_Task brief_:
Count the lines in the items below that contain the string "hillside". Reply with only that number.

_Raw data_:
──────────────────────────────
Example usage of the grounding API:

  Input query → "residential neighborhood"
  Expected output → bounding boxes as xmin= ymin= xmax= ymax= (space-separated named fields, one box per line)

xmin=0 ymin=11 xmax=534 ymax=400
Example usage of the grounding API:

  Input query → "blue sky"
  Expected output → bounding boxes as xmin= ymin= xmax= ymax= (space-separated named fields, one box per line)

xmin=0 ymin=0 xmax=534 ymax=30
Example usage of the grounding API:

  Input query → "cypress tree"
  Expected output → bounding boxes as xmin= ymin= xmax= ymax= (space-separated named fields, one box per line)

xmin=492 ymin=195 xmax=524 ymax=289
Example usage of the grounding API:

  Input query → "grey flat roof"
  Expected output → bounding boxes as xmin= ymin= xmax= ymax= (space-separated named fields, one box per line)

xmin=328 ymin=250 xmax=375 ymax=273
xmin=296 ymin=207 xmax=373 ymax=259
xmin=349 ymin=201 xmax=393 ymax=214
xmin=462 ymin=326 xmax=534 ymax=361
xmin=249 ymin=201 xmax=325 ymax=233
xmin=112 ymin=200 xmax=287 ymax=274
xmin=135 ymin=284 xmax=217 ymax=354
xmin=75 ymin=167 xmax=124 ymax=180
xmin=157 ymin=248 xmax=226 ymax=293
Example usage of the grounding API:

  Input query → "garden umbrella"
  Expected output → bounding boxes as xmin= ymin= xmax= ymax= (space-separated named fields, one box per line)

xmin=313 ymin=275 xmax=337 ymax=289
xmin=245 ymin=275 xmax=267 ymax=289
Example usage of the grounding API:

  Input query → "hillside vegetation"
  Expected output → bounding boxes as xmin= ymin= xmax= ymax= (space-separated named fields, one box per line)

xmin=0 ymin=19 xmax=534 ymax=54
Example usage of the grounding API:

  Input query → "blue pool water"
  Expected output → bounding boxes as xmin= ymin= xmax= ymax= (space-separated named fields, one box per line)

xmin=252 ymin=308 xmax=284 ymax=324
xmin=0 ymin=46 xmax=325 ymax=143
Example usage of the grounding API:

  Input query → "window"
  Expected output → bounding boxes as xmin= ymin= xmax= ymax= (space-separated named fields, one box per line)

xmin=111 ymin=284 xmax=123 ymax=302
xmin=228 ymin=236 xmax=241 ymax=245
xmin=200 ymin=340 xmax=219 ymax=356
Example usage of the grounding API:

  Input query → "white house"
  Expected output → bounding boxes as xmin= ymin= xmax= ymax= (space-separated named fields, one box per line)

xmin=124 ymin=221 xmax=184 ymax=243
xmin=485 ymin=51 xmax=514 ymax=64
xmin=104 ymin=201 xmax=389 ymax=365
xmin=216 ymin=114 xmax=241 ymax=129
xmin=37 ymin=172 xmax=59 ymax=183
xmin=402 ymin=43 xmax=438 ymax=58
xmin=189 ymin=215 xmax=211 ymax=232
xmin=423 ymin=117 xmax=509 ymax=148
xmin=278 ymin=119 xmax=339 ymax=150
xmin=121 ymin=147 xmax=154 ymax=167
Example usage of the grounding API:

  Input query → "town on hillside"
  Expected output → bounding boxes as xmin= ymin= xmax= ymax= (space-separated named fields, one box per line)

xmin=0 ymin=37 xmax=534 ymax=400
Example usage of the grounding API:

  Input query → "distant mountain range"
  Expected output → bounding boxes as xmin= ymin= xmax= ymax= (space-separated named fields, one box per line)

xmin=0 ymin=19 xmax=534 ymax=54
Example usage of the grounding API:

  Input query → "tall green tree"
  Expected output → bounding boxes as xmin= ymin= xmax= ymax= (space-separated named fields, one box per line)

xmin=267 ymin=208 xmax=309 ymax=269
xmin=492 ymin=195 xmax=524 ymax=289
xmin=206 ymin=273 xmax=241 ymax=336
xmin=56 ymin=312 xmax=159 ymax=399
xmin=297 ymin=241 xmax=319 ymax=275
──────────────────────────────
_Worked answer_:
2